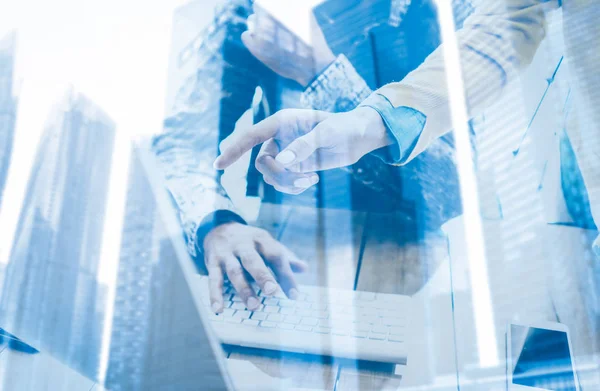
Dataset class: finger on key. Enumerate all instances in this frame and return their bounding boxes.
[207,263,223,314]
[236,248,279,295]
[257,237,298,299]
[225,257,260,310]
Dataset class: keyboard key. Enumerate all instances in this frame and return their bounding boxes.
[331,328,349,335]
[315,327,331,334]
[263,297,279,306]
[302,317,319,326]
[350,331,369,338]
[279,308,296,315]
[296,309,312,316]
[267,314,284,323]
[229,301,246,310]
[356,307,377,316]
[296,292,308,301]
[263,305,279,313]
[283,315,301,324]
[233,311,252,319]
[208,312,223,322]
[310,311,329,319]
[357,292,375,301]
[352,323,371,331]
[329,312,354,321]
[319,319,332,327]
[250,312,268,320]
[381,318,404,326]
[371,326,389,334]
[230,294,243,302]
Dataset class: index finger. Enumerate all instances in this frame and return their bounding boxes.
[213,116,279,170]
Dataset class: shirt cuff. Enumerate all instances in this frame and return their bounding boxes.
[301,54,371,113]
[195,209,247,253]
[361,93,427,165]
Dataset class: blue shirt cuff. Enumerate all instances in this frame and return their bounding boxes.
[360,93,427,165]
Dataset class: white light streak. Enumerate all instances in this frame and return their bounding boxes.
[436,0,499,367]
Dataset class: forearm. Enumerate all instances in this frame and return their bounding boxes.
[376,0,558,161]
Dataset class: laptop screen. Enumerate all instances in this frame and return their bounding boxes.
[510,325,577,391]
[0,129,227,390]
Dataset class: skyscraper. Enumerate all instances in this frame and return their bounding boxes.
[1,93,115,378]
[0,32,17,208]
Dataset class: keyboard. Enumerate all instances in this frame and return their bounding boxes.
[192,275,413,364]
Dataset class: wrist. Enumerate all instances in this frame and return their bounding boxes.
[354,106,394,153]
[196,209,246,251]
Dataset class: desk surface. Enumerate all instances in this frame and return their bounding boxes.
[221,206,452,390]
[0,205,453,391]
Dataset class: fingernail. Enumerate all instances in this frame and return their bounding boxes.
[294,178,313,188]
[246,297,260,310]
[263,281,277,295]
[294,175,319,187]
[275,151,296,164]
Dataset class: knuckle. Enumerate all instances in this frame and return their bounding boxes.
[226,264,244,279]
[252,268,273,282]
[238,288,254,300]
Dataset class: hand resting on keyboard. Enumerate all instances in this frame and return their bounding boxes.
[203,222,308,313]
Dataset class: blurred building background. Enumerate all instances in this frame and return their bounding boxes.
[0,32,17,210]
[0,92,115,380]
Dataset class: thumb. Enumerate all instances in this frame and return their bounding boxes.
[275,124,329,167]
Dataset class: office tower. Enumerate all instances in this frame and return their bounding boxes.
[0,32,17,210]
[2,93,115,373]
[106,152,158,390]
[105,149,229,391]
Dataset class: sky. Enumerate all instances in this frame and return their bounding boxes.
[0,0,322,263]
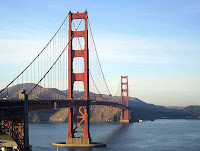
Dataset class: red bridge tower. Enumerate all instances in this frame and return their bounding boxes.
[120,76,129,123]
[66,11,91,144]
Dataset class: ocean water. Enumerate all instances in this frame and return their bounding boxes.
[29,119,200,151]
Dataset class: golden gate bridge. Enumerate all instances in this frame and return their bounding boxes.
[0,11,130,150]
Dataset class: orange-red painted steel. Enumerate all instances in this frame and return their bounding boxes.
[68,11,90,138]
[121,76,129,121]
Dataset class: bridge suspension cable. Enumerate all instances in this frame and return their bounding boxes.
[27,15,82,95]
[0,14,69,93]
[88,18,112,96]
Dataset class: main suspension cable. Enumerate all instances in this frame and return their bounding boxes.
[88,18,112,96]
[27,16,84,95]
[0,14,69,93]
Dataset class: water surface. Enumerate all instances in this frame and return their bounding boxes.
[29,120,200,151]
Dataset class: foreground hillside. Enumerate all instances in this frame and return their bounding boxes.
[0,83,200,122]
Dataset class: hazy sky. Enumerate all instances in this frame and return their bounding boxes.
[0,0,200,106]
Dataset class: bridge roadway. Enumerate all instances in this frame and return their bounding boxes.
[0,100,129,112]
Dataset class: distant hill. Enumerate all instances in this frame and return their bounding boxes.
[184,105,200,118]
[0,83,200,122]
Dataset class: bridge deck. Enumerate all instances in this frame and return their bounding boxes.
[0,100,129,112]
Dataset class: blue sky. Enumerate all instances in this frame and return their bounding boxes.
[0,0,200,106]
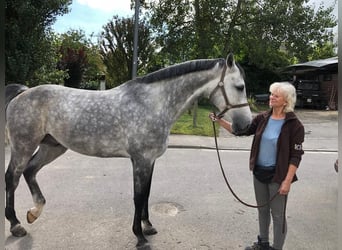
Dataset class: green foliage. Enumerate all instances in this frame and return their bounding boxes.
[5,0,71,83]
[145,0,336,93]
[100,16,156,87]
[171,106,218,136]
[58,30,104,89]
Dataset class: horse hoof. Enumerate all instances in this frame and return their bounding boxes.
[26,210,38,224]
[11,224,27,237]
[143,227,158,235]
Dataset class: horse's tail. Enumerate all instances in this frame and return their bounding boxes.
[5,83,28,109]
[5,83,28,144]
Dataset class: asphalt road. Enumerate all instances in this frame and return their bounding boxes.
[5,110,338,250]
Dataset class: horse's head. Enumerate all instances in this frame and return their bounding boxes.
[209,53,252,135]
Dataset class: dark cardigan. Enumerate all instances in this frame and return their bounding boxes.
[245,110,304,184]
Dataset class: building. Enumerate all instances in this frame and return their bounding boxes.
[284,57,338,110]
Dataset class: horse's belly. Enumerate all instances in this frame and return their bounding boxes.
[69,146,130,158]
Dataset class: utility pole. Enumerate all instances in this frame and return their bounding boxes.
[132,0,140,79]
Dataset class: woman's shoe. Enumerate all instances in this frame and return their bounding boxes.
[245,236,270,250]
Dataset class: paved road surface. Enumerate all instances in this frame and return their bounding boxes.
[5,111,338,250]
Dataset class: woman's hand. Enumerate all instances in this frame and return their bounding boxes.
[209,113,219,122]
[279,180,291,195]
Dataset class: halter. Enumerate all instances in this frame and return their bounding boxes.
[209,64,249,118]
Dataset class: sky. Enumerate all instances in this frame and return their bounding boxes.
[52,0,337,39]
[52,0,134,38]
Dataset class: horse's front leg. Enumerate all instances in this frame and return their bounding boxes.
[132,158,157,247]
[141,162,158,235]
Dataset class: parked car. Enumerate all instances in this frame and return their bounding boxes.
[293,80,327,109]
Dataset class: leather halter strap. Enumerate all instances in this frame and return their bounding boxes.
[209,64,249,118]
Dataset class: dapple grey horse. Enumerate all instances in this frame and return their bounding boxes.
[5,54,252,246]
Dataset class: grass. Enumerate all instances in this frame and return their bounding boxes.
[171,99,268,136]
[171,106,219,136]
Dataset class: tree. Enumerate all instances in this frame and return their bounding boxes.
[100,16,155,87]
[146,0,336,94]
[5,0,71,83]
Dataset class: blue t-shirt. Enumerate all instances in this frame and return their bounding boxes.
[256,117,285,167]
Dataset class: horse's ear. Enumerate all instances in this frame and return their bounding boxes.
[227,53,234,68]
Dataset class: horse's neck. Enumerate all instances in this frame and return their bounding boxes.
[157,72,215,123]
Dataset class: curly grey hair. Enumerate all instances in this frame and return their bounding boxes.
[270,82,297,113]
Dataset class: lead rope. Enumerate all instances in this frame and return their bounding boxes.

________________________

Do this
Print all of the rows above verbatim, from the first to the last, and leave the pictures out.

The response
Dataset class: finger on key. Enumerate all instances in this frame and return their bounding boxes.
[207,263,223,314]
[236,248,279,295]
[257,237,298,299]
[225,257,260,310]
Dataset class: keyboard key. Enumerate all instances in this frame and return their bounding boxes.
[331,328,349,335]
[315,327,331,334]
[263,297,279,306]
[302,317,319,326]
[350,331,369,338]
[279,308,296,315]
[296,309,312,316]
[267,314,284,323]
[229,301,246,310]
[356,307,377,316]
[296,292,308,301]
[263,305,279,313]
[283,315,301,324]
[233,311,252,319]
[208,312,223,322]
[310,311,329,319]
[357,292,375,301]
[352,323,371,331]
[329,312,354,321]
[319,319,332,327]
[250,312,268,320]
[381,318,404,326]
[371,326,389,334]
[230,294,243,302]
Dataset class: index finger. Enumerate all instances in this frame and return their bounding boxes.
[213,116,279,170]
Dataset class: shirt cuff. Enumerate all instances in this frame and return their bounding boxes.
[301,54,371,113]
[195,209,247,253]
[361,93,427,165]
Dataset class: blue shirt cuff. Enumerate all instances in this frame and return their bounding boxes.
[360,93,427,165]
Dataset class: white light streak. Enumerate all instances in this frame and return their bounding boxes.
[436,0,499,367]
Dataset class: forearm. Enumerate all instances in this frame and return their bounding boxes.
[376,0,558,161]
Dataset class: laptop screen. Enumerate all instances in this frame and return their bounding boxes.
[510,325,577,391]
[0,129,227,390]
Dataset class: skyscraper. Enumerate all instances in this frame and return their bounding boxes.
[1,93,115,378]
[0,32,17,208]
Dataset class: keyboard. Enumerate all instances in this frame and return their bounding boxes.
[192,275,413,364]
Dataset class: wrist. Enumerate all instances in this frame and return their bounding boxes.
[354,106,394,153]
[196,209,246,251]
Dataset class: desk surface. Enumerate all instances in this frame and return their bounding boxes.
[221,206,452,390]
[0,205,453,391]
Dataset class: fingernail. Enumerate all instances in this frame and return their bounding boxes.
[294,178,313,188]
[246,297,260,310]
[263,281,277,295]
[294,175,319,187]
[275,151,296,164]
Dataset class: knuckle. Enumerate all instances in this frame and return their bounding boxes.
[226,264,244,279]
[252,268,273,282]
[238,288,254,300]
Dataset class: hand resting on keyboard. Enumerate all instances in this frame and return their bounding boxes.
[203,222,308,313]
Dataset class: blurred building background. Enumerate all instances in this frame and return their bounding boxes.
[0,32,17,210]
[0,92,115,380]
Dataset class: thumb. Enumerate all instances in this frame and return their bounding boxes.
[275,124,329,167]
Dataset class: office tower. Enumerate all instances in this frame and return their bounding boxes.
[0,32,17,210]
[2,93,115,373]
[106,152,158,390]
[105,149,229,391]
Dataset class: sky. Enumerate all instances in this frame and return their bounding boxes.
[0,0,322,263]
Dataset class: red bridge tower. Enumerate all instances in this frame and return their bounding boxes.
[120,76,129,123]
[66,11,91,144]
Dataset class: ocean water. Enumerate all instances in this frame and return their bounding boxes.
[29,119,200,151]
Dataset class: golden gate bridge. Enumerate all instances in this frame and return their bounding boxes.
[0,11,130,150]
Dataset class: orange-red painted steel. Enumerate all instances in this frame and return their bounding boxes.
[68,11,90,138]
[121,76,129,121]
Dataset class: bridge suspension cable. Enumerate all instances in this frame and return their bounding boxes.
[27,15,82,95]
[0,14,69,93]
[88,18,112,96]
Dataset class: main suspension cable. Enumerate all instances in this frame and return their bounding boxes.
[88,18,112,96]
[27,16,84,95]
[0,14,69,93]
Dataset class: water surface. Enumerate all instances in this frame and return their bounding boxes.
[29,120,200,151]
Dataset class: foreground hillside. Enumerate all instances in this frame and return their bounding boxes.
[0,83,200,122]
Dataset class: hazy sky. Enumerate all instances in this frame and return their bounding boxes.
[0,0,200,106]
Dataset class: bridge roadway. Enumerate all instances in this frame and return their bounding boxes.
[0,100,129,112]
Dataset class: distant hill. Enumerate all instances in this frame and return their bounding boxes.
[184,105,200,118]
[0,83,200,122]
Dataset class: bridge deck. Enumerate all instances in this frame and return their bounding boxes.
[0,100,129,112]
Dataset class: blue sky. Enumerate all instances in this frame and return their bounding boxes.
[0,0,200,106]
Dataset class: green foliage. Enumerate all instances in this frame and return their bounding boxes.
[5,0,71,83]
[145,0,336,93]
[100,16,156,87]
[171,106,218,136]
[58,30,104,89]
Dataset class: horse hoof. Enumerate all instances in this frame and return their bounding boxes.
[26,210,38,224]
[11,224,27,237]
[143,227,158,235]
Dataset class: horse's tail. Enumerate all instances in this frame and return their bounding boxes.
[5,83,28,109]
[5,83,28,144]
Dataset class: asphalt road. Enumerate all instances in this frame and return their bounding boxes.
[5,110,338,250]
Dataset class: horse's head. Enumerate all instances in this frame and return their bounding boxes.
[209,53,252,135]
Dataset class: dark cardigan. Enumerate all instances in this frame and return their bounding boxes.
[245,110,304,184]
Dataset class: building. Enumerate all instances in this frame and return their bounding boxes.
[284,57,338,110]
Dataset class: horse's belly. Enumerate all instances in this frame and return their bounding boxes.
[69,146,130,158]
Dataset class: utility pole. Enumerate all instances in this frame and return their bounding boxes.
[132,0,140,79]
Dataset class: woman's shoe. Enumerate all instances in this frame and return their bounding boxes.
[245,236,270,250]
Dataset class: paved road surface. Enumerate all instances in this frame and return their bounding boxes.
[5,111,338,250]
Dataset class: woman's hand. Enumerate all instances in this frame and return their bounding boxes.
[209,113,219,122]
[279,180,291,195]
Dataset class: halter. Enumerate all instances in this frame and return their bounding boxes.
[209,64,249,118]
Dataset class: sky. Enumerate all instances in this frame and return their bounding boxes.
[52,0,337,39]
[52,0,134,38]
Dataset class: horse's front leg. Enumerate all instances in this frame and return their bounding boxes.
[132,158,157,247]
[141,162,158,235]
Dataset class: parked car. Enumerate all instances in this frame and return their bounding boxes.
[293,80,327,109]
Dataset class: leather halter strap. Enumerate all instances in this frame and return their bounding boxes.
[209,64,249,118]
Dataset class: dapple grey horse. Enumerate all instances in this frame and return their bounding boxes.
[5,54,252,246]
Dataset class: grass. Enumerate all instances in this frame and return their bounding boxes.
[171,99,268,136]
[171,106,219,136]
Dataset class: tree. Enumerate all instances in this frame and return their bounding boxes.
[100,16,155,87]
[146,0,336,94]
[5,0,71,83]
Dataset class: blue t-shirt. Enumerate all instances in this frame and return their bounding boxes.
[256,117,285,167]
Dataset class: horse's ear. Enumerate all instances in this frame and return their bounding boxes.
[227,53,234,68]
Dataset class: horse's neck. Enumerate all instances in this frame and return their bounding boxes.
[157,72,215,123]
Dataset class: curly grey hair. Enumerate all instances in this frame and return their bounding boxes.
[270,82,297,113]
Dataset class: lead rope. Enumerate all instances in this frame and return their bounding boxes.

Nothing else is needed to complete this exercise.